* REQUIRED WORK
Reproduce the records verbatim from their first line through the line containing "x=247, y=528", including both of those lines.

* GIVEN ENTRIES
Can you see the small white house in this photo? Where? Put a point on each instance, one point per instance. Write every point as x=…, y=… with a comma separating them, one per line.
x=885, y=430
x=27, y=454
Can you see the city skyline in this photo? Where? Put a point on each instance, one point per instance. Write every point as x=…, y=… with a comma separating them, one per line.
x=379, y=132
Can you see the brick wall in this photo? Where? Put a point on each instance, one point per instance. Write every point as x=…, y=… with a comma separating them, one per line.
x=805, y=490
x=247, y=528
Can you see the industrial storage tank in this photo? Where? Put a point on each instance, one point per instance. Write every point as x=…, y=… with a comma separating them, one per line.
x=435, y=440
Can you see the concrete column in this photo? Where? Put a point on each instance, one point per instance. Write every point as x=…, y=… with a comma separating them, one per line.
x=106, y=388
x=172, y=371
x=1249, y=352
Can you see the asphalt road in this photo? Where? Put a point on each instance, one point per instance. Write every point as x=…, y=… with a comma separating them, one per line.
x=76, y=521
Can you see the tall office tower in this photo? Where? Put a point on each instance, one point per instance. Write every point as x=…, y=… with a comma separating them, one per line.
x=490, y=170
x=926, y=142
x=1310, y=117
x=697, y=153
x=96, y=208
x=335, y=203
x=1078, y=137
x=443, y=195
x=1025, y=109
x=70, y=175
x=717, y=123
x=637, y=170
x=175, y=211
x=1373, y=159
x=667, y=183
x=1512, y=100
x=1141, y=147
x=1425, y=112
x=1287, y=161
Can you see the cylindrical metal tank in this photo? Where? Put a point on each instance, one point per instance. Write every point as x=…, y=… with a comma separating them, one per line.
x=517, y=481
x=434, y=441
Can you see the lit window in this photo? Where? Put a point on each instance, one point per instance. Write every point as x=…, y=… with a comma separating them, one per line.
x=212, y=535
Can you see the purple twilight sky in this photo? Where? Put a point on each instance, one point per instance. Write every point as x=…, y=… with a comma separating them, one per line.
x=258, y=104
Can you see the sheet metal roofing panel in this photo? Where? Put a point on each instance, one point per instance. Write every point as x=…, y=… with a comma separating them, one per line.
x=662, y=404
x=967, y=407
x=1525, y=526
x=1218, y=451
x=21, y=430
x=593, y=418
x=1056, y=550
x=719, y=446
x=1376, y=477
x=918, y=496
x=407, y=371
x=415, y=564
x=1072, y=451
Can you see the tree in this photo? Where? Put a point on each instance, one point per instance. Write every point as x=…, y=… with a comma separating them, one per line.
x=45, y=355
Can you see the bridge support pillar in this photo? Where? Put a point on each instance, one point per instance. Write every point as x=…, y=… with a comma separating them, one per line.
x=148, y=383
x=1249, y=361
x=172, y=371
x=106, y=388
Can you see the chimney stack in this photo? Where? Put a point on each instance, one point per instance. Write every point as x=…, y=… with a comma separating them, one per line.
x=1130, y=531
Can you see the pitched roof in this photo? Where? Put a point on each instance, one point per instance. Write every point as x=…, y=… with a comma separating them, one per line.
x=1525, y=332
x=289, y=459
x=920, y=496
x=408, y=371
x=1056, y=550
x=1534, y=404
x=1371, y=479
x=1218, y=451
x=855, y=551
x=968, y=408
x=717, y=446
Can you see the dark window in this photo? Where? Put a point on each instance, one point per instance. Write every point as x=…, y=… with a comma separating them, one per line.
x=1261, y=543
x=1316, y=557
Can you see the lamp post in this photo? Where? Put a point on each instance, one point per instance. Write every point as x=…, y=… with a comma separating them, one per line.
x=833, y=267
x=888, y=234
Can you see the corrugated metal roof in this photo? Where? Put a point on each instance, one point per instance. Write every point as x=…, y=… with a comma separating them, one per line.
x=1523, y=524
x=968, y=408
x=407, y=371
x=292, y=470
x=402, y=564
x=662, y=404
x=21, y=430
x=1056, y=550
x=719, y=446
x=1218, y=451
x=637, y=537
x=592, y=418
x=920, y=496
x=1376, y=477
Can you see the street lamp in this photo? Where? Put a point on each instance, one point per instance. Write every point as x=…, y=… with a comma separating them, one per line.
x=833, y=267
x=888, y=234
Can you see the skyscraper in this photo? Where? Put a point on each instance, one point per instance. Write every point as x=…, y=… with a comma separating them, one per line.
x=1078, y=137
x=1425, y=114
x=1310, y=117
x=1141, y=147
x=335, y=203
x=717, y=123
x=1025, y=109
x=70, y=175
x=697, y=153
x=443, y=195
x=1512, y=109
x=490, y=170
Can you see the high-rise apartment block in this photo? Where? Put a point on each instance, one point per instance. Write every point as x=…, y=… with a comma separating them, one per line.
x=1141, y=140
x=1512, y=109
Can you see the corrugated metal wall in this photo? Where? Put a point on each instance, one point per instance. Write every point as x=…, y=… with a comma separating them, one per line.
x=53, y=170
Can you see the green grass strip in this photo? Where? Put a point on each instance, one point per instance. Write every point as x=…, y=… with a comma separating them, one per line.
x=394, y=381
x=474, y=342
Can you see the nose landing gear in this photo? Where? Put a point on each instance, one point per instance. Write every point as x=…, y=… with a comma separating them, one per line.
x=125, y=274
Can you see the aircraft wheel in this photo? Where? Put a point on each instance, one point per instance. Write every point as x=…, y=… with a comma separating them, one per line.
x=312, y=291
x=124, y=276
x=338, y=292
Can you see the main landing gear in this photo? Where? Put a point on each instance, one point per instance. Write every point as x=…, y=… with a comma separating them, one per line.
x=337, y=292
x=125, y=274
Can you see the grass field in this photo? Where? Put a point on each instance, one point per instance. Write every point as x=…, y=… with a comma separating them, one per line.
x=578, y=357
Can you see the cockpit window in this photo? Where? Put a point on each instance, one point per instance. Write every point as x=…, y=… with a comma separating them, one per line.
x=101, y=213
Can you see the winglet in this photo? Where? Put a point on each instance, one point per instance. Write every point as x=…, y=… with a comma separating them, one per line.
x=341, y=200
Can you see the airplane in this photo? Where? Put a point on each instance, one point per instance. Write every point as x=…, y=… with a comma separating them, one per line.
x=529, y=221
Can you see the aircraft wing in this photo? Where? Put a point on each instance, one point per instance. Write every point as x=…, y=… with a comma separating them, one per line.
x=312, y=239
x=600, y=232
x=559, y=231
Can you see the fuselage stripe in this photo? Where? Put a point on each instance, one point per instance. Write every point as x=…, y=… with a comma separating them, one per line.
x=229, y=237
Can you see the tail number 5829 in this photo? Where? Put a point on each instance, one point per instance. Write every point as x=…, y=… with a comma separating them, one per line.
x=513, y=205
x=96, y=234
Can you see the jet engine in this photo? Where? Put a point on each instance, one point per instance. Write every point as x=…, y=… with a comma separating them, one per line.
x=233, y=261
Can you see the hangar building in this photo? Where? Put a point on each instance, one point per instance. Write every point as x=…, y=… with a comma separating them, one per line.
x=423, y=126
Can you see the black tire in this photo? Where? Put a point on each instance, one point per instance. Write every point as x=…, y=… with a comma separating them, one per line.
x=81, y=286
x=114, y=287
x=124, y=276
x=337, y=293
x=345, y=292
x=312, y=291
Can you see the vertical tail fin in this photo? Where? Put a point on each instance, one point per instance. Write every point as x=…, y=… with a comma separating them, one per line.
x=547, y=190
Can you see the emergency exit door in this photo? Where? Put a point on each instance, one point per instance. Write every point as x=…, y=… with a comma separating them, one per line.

* FINISHED ANSWER
Can you see the small white house in this photo? Where? Put a point on each instance, one point per instance. Write every point as x=…, y=… with a comma separating them, one per line.
x=885, y=430
x=27, y=454
Can you see the city skyline in this photo? Where? Put a point on each instance, one point per instance. Write every point as x=…, y=… with a comma separating them, one per line.
x=379, y=132
Can you see the brick wall in this photo? Where? Put a point on each instance, one point per instance. Write every point as x=…, y=… with a comma separating them, one per line.
x=805, y=490
x=247, y=528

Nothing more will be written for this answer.